## What the task requires
Output only the lines from the one holding "task: provide the segmentation of the blue" to the end of the data below, please, copied exactly.

## Records supplied

--- begin ---

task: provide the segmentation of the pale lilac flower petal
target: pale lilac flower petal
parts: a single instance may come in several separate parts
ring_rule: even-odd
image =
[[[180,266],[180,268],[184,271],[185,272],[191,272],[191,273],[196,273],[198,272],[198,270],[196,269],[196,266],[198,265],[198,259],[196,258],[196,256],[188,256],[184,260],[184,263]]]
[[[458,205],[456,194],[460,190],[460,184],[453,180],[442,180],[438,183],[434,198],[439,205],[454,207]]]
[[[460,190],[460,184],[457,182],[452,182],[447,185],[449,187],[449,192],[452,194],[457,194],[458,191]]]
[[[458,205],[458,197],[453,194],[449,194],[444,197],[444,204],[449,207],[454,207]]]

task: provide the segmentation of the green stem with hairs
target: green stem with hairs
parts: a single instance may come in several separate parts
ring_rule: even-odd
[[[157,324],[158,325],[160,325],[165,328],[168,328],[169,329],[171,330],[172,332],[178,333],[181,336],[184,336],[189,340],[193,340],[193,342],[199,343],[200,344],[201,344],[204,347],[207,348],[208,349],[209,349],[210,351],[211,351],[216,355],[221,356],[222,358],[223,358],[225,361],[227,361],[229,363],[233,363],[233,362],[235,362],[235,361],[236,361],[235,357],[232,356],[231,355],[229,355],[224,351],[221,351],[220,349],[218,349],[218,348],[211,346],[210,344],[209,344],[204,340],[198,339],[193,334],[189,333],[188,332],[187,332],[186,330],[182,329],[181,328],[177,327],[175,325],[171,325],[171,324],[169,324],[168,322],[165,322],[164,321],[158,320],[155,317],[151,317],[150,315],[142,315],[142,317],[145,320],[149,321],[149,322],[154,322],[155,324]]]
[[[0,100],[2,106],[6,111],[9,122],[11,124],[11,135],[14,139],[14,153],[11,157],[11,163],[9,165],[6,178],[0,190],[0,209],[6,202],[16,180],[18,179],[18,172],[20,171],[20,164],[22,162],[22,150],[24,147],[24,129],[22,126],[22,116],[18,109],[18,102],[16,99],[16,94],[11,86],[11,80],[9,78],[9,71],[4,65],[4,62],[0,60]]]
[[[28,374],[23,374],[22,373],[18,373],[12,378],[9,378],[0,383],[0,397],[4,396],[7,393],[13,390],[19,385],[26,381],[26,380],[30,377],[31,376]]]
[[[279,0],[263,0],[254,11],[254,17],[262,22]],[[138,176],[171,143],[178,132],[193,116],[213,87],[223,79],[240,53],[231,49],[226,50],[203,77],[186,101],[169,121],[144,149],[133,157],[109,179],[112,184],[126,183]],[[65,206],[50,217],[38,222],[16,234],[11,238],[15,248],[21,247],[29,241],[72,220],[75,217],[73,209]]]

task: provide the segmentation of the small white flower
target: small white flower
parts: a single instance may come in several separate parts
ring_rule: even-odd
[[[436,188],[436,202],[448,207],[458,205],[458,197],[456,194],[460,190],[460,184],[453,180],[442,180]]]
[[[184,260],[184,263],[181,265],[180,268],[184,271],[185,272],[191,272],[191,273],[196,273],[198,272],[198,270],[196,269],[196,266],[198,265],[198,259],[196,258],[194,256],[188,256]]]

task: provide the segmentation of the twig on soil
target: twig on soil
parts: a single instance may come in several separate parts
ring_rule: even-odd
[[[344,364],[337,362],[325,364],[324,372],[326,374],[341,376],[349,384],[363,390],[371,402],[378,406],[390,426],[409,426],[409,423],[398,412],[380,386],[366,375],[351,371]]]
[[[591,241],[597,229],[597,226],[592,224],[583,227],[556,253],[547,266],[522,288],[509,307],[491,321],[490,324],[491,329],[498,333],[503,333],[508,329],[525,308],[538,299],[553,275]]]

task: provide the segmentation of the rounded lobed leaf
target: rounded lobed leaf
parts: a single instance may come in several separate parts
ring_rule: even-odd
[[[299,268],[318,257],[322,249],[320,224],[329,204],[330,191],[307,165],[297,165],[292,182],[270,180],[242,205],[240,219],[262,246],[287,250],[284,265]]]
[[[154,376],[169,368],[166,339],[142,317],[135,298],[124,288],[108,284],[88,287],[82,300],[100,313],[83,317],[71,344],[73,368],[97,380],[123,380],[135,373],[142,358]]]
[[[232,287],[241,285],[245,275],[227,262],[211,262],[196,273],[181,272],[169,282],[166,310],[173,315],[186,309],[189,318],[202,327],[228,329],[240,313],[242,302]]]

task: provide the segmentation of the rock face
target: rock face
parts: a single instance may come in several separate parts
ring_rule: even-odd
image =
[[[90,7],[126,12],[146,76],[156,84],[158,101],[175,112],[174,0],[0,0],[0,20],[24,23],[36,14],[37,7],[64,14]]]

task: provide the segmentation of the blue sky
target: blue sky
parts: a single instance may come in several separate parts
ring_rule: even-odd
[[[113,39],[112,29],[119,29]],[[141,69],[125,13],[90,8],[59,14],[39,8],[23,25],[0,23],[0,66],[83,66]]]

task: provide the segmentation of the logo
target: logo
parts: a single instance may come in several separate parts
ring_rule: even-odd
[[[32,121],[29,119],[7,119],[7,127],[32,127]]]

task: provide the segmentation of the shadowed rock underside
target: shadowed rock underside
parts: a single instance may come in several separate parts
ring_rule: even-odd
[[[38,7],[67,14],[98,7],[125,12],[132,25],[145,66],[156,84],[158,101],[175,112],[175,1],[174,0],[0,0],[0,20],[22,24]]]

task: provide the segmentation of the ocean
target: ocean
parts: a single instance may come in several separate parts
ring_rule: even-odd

--- end ---

## Problem solution
task: provide the segmentation of the blue sky
target: blue sky
parts: a single instance may come in several separate parts
ring_rule: even-odd
[[[113,39],[112,29],[119,29]],[[141,69],[125,13],[90,8],[59,14],[39,8],[23,25],[0,23],[0,66],[83,66]]]

task: provide the segmentation of the logo
target: logo
parts: a single instance may come in several separate parts
ring_rule: even-odd
[[[32,121],[29,119],[7,119],[7,127],[32,127]]]

task: provide the segmentation of the shadowed rock underside
target: shadowed rock underside
parts: a single instance may come in several separate parts
ring_rule: even-odd
[[[38,7],[67,14],[98,7],[125,12],[132,25],[145,66],[156,84],[158,101],[175,112],[175,1],[174,0],[0,0],[0,20],[22,24]]]

task: provide the segmentation of the ocean
target: ocean
parts: a single instance may come in several separate parts
ring_rule: even-odd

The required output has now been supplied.